• [PAGE EXCERPT]
Nearly every major decision has a finance component. Whether it’s team-wide settings, management reviews, or business partner meetings, finance touches every part of the business. That means every interaction is a chance to reinforce the company’s story through numbers. You need to.

  • Talk the talk. Clearly articulate the story of what came before, where you are heading, and why—every chance you get.

  • Support with the relevant data (and don’t overwhelm with numbers). People remember a few numbers. Don’t bury the lead under a bevy of secondary numbers.

  • Use clear language. Don’t let numbers do all the talking. They are the background; the story is what’s interesting. Speak as if you’re explaining it to a friend who doesn’t know the business.

  • Tie to the last decision. Every change should connect back to the previous decision and why it’s changing now. This allows team members to feel like they are reiterating rather than reinventing.

  • Be transparent about mistakes and test. If you don’t have all the answers, say so. If a change is experimental or carries uncertainty, frame it as a test, not a final direction.

  • Make room for discussion. A well-told narrative encourages open questions, even from those unfamiliar with the numbers.

  • Onboard through stories. The operational model and financial narrative should be a key part of onboarding. New hires should be asked to explain the company’s narrative back to you. This reveals both their comfort level with numbers and how effective your storytelling is.

• [PROVIDED MATERIAL]
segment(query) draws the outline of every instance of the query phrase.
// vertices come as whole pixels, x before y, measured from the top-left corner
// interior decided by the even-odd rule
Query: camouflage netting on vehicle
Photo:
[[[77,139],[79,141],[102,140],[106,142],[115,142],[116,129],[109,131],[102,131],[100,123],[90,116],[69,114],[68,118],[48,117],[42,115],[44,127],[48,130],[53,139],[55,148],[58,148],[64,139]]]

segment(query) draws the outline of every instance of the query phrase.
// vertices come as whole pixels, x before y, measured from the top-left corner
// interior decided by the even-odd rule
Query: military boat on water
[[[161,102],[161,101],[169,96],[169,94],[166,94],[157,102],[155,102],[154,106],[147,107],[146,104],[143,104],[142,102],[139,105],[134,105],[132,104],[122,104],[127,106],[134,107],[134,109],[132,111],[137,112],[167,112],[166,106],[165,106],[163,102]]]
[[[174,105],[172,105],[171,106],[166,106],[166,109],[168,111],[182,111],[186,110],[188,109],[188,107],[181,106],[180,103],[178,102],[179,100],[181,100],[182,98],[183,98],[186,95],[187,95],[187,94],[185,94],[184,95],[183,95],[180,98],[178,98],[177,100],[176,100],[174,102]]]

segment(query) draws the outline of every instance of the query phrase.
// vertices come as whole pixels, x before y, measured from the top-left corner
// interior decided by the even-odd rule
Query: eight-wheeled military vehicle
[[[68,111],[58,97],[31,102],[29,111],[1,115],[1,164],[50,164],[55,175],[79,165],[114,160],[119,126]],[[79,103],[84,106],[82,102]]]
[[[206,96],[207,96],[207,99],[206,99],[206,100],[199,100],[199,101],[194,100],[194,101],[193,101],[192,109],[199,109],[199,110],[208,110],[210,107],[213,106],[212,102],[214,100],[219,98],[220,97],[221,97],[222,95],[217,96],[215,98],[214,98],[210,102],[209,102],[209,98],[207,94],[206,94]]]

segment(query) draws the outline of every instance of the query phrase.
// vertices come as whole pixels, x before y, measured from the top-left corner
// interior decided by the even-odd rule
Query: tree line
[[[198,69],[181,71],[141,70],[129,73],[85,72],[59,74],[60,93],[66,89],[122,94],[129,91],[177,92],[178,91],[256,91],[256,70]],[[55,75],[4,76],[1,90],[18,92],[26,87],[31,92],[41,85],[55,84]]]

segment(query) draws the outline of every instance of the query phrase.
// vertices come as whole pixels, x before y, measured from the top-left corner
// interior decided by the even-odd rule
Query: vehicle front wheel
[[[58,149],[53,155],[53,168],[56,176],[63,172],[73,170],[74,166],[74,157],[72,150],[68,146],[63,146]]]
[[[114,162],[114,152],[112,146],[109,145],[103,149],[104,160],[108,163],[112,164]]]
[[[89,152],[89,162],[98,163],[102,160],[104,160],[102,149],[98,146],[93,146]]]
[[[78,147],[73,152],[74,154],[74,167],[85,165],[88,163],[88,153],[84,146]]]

• [PROBLEMS AND TASKS]
• a. Output the part of the financial storytelling passage starting at "Nearly every major" and ending at "of secondary numbers.", copied word for word.
• b. Filter the records down to each line that contains the string "military", and copy those lines unchanged.
The records have no connection to the text about financial storytelling.

• [RESULTS IN ORDER]
• a.
Nearly every major decision has a finance component. Whether it’s team-wide settings, management reviews, or business partner meetings, finance touches every part of the business. That means every interaction is a chance to reinforce the company’s story through numbers. You need to.

  • Talk the talk. Clearly articulate the story of what came before, where you are heading, and why—every chance you get.

  • Support with the relevant data (and don’t overwhelm with numbers). People remember a few numbers. Don’t bury the lead under a bevy of secondary numbers.

• b.
Query: military boat on water
Query: eight-wheeled military vehicle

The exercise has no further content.